Extracted material |
_ _ _ _ _ _ _
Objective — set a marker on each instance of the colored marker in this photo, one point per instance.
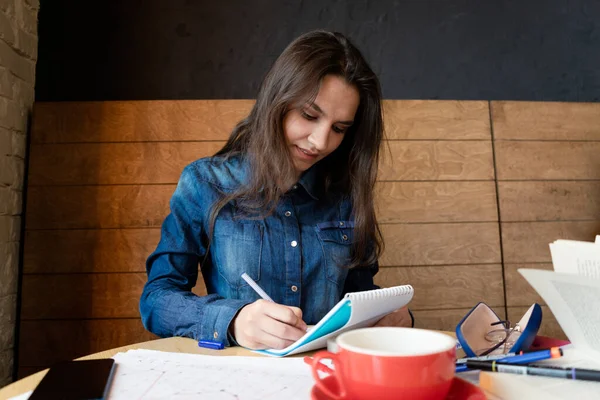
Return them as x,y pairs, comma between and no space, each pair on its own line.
551,372
521,357
209,344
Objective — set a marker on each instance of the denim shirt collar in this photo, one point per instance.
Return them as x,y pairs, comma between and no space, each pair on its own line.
310,183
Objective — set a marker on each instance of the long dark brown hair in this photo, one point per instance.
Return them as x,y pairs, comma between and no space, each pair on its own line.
292,82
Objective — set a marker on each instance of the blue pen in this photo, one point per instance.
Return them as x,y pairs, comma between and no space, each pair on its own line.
209,344
526,358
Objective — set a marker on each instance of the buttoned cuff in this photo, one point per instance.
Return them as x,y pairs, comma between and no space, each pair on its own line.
217,318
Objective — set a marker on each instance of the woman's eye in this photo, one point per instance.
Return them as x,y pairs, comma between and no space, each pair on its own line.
308,116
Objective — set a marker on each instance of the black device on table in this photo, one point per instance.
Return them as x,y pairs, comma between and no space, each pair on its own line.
84,379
_ _ _ _ _ _ _
Stated exercise |
Return the material above verbatim, line for line, omitting the picture.

Output |
Objective — set a marker on each instance of the colored marker in this photo, one point per instance.
Return them as x,y pairs, comma between and no space, each pair on its own line.
551,372
521,357
209,344
Objective — set a marker on each instance of the denim shirt collar in this photo, one point per instance.
Return them as x,y pairs, comma between and no space, each pair on its own line.
310,183
Objective — set a marker on each instance of the long dark brown hair in this photo, one point per instance.
Return them as x,y pairs, comma between and no space, each pair on its own line.
292,82
Objective — set a marker on each instance of the blue pen in this photo, one point per instance.
Return them as x,y pairs, comma between and no space, each pair on its own line.
209,344
526,358
Objective — set a marker on each instance of the buttoned cuff in this photo, one point per instance.
Return them as x,y pairs, comma between and no space, each pair on its own line.
217,318
Objective — set a marker on each instance of the woman's eye in this photo, one point per instance.
Return them as x,y pairs, comma between and no space, each pair on its own line.
308,116
Objective — set a marker on each instance of the black device on table in this photo, one point per instance.
Return them as x,y pairs, comma between and no space, each pair on its own line.
84,379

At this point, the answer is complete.